• [WORK TO COMPLETE]
a. Decide whether each statement below agrees with the big data text, answering yes or no and quoting the deciding words from it: (i) Big Data was first used mainly to refer to the size and complexity of data sets; (ii) volume of data is, on its own, what matters most; (iii) Industry 4.0 is described as a framework that needs little data.
b. Output everything in the big data text from "But data as" down to "be, artificial intelligence.".
c. Summarize the big data text in two sentences.

• [EXTRACTED TEXT]
What is big data, how is big data used and why is it essential for digital transformation and today’s data-driven business where actionable data and analytics matter most amidst rapidly growing volumes of mainly unstructured data across ample use cases, business processes, business functions and industries?
Big Data in a way just means “all data” (in the context of your organization and its ecosystem). And there is quite some data nowadays. The sheer volume of data we can tap into is dazzling and, looking at the growth rates of the digital data universe, it just makes you dizzy.
With the Internet of Things (IoT) and digital transformation having an impact across all verticals it goes even faster. More importantly: data has become a business asset beyond belief. So, better treat it well.
Originally, Big Data mainly was used as a term to refer to the size and complexity of data sets, as well as to the different forms of processing, analyzing and so forth that were needed to deal with those larger and more complex data sets and unlock their value.
Big Data is a term used to describe the large amount of data in the networked, digitized, sensor-laden, information-driven world (NIST)
Most people used to look at the pure volume and variety perspective: more data, more types of data, more sources of data and more diverse forms of data. The term today is also de facto used to refer to data analytics, data visualization, etc.
But data as such is meaningless, as is volume. What really matters is meaning, actionable data, actionable information, actionable intelligence, a goal and…the action to get there and move from data to decisions and…actions, thanks to Big Data analytics (BDA) and, how else could it be, artificial intelligence.
From volume to more volume but mainly to value
It’s easy to see why we are fascinated with volume and variety if you realize how much data there really is (the numbers change all the time, it truly is exponential) and in how many ways, formats and shapes it comes, from a variety of sources.
Consider the data on the Web, transaction logs, social data and the data which gets extracted from gazillions of digitized documents. Consider several other types of unstructured data such as email and text messages, data generated across numerous applications (ERP, CRM, supply chain management systems, anything in the broadest scope of suppliers and business process systems, vertical applications such as building management systems, etc.), geolocation data and, increasingly, data from sensors and other data-generating devices and components in the realm of IoT and mainly its industrial variant, Industrial IoT (and Industry 4.0, a very data-intensive framework).

• [Saved data entries]
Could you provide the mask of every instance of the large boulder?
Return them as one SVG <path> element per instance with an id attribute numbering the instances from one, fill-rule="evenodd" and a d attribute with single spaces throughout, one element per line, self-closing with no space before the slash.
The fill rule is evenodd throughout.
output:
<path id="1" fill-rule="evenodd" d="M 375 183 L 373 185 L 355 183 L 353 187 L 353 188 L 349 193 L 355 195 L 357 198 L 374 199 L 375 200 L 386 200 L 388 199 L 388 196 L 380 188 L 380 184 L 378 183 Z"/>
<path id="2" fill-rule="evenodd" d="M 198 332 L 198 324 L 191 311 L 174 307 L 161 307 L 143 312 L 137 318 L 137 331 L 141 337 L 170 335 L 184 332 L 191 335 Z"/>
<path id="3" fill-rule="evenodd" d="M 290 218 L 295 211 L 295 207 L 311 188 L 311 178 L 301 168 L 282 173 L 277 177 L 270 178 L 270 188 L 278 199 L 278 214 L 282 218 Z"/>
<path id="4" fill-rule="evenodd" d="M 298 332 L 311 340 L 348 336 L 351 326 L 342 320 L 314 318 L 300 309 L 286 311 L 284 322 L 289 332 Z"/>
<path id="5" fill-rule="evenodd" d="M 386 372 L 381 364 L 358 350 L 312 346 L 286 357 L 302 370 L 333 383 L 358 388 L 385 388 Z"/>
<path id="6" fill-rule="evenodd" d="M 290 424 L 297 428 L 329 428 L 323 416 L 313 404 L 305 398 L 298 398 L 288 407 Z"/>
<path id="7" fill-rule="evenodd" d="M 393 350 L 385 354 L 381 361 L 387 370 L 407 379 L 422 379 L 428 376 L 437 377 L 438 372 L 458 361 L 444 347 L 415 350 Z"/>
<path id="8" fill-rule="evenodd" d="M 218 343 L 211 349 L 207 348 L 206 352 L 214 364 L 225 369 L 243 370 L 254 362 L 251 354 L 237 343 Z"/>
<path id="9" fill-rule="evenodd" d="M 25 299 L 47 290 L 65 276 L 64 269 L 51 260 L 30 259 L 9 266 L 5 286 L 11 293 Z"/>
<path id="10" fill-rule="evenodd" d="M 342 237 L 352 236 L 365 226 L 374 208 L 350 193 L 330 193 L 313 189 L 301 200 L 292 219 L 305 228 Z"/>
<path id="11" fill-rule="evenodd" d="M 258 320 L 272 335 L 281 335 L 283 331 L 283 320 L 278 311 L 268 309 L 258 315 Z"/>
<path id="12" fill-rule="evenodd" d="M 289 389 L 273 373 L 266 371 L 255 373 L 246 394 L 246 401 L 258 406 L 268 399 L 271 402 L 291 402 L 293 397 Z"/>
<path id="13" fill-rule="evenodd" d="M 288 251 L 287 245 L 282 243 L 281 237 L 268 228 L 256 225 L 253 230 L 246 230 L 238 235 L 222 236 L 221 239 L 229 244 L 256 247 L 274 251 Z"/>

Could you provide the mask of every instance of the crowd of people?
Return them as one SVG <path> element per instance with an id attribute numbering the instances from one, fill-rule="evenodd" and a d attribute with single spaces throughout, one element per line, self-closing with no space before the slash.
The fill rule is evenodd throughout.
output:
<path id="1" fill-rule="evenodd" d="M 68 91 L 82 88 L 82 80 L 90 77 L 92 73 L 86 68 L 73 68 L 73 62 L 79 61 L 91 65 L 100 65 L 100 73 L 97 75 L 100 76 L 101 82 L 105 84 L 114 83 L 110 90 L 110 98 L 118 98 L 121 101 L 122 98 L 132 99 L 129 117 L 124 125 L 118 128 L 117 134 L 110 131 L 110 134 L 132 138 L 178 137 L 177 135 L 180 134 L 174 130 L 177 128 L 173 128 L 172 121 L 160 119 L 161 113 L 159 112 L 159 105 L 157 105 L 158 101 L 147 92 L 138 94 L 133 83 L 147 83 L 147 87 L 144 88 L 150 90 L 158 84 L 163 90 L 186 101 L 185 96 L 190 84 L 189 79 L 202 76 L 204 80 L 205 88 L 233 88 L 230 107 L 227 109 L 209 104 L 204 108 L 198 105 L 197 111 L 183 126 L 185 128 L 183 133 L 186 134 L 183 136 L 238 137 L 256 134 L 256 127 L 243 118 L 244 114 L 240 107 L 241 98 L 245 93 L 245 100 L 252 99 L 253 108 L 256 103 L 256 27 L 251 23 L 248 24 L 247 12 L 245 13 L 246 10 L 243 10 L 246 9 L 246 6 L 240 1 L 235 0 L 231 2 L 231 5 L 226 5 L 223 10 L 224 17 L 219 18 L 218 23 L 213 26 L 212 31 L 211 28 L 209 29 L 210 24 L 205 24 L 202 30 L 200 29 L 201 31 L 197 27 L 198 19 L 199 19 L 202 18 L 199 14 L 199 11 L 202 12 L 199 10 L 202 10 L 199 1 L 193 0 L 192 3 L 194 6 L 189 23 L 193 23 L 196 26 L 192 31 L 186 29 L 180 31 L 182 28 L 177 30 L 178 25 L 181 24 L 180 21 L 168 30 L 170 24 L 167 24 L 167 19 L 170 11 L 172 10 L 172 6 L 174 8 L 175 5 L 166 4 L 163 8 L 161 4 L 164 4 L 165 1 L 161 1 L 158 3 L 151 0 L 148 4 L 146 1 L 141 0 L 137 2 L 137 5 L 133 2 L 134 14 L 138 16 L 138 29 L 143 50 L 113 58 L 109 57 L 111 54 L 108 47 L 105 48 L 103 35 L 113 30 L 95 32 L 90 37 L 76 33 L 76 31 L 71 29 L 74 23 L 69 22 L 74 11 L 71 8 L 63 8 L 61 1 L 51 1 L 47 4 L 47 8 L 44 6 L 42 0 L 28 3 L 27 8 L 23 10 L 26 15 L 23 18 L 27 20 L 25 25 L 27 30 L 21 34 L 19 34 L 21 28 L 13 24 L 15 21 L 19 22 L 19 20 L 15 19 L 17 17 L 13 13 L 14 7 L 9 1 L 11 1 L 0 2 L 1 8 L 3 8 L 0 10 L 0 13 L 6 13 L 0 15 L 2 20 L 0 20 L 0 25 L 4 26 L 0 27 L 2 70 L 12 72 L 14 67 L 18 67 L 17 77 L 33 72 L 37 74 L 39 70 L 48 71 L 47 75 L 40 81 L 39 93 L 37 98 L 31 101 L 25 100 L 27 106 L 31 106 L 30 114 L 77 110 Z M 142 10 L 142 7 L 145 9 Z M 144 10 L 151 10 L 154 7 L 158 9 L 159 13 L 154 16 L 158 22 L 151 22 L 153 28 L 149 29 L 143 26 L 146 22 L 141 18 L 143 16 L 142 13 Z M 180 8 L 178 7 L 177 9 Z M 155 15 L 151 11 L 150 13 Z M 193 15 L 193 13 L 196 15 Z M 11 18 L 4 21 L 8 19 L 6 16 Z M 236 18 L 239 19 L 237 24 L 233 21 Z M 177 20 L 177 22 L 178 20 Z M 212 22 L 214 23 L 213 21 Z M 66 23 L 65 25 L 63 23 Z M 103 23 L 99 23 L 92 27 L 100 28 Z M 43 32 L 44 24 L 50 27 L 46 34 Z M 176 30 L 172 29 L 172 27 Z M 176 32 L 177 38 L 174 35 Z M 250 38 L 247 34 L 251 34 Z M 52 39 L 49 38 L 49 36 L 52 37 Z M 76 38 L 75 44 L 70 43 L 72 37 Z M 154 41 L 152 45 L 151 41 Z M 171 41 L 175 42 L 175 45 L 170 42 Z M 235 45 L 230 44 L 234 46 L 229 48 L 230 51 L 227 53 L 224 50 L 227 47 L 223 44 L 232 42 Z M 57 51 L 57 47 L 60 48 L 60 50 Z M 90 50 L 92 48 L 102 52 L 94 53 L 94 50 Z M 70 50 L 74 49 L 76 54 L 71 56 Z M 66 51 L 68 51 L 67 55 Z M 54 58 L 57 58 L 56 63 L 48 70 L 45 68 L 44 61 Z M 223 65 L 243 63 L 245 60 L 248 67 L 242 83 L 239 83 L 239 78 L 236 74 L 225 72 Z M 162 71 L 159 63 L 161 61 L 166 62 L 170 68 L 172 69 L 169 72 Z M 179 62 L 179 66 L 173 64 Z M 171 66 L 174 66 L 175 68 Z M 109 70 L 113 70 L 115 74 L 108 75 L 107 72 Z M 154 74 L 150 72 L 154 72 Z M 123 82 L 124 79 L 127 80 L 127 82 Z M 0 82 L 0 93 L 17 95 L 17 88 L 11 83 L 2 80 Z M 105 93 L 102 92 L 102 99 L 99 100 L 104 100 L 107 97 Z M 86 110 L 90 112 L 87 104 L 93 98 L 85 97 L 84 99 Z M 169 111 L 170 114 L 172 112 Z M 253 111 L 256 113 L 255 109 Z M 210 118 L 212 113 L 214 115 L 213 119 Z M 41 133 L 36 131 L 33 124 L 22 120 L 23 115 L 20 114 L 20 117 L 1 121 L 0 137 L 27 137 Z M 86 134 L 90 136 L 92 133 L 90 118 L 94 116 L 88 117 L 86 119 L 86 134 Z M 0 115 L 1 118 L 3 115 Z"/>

• [TASK-BY-TASK ANSWERS]
a.
(i) Yes: "Originally, Big Data mainly was used as a term to refer to the size and complexity of data sets"
(ii) No: "But data as such is meaningless, as is volume."
(iii) No: "Industry 4.0, a very data-intensive framework"

b.
But data as such is meaningless, as is volume. What really matters is meaning, actionable data, actionable information, actionable intelligence, a goal and…the action to get there and move from data to decisions and…actions, thanks to Big Data analytics (BDA) and, how else could it be, artificial intelligence.

c. Big Data essentially means all the data of an organization and its ecosystem, a volume and variety that grows ever faster with IoT and digital transformation, and the term is now also used for data analytics and visualization. Volume alone is meaningless, though, and what matters is moving from data to actionable intelligence, decisions and actions through Big Data analytics and artificial intelligence.